#### YOUR GOAL:
Please copy these records line for line, with no changes.

#### SUPPLIED DATA:
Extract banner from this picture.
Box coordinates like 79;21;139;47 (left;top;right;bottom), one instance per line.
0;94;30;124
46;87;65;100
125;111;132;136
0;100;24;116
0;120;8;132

#### OUTPUT OF THE TASK:
Extract banner from this picture.
Box coordinates like 79;21;139;47 (left;top;right;bottom), one instance per line.
0;94;30;124
46;87;65;100
125;111;132;136
0;100;24;116
0;120;8;132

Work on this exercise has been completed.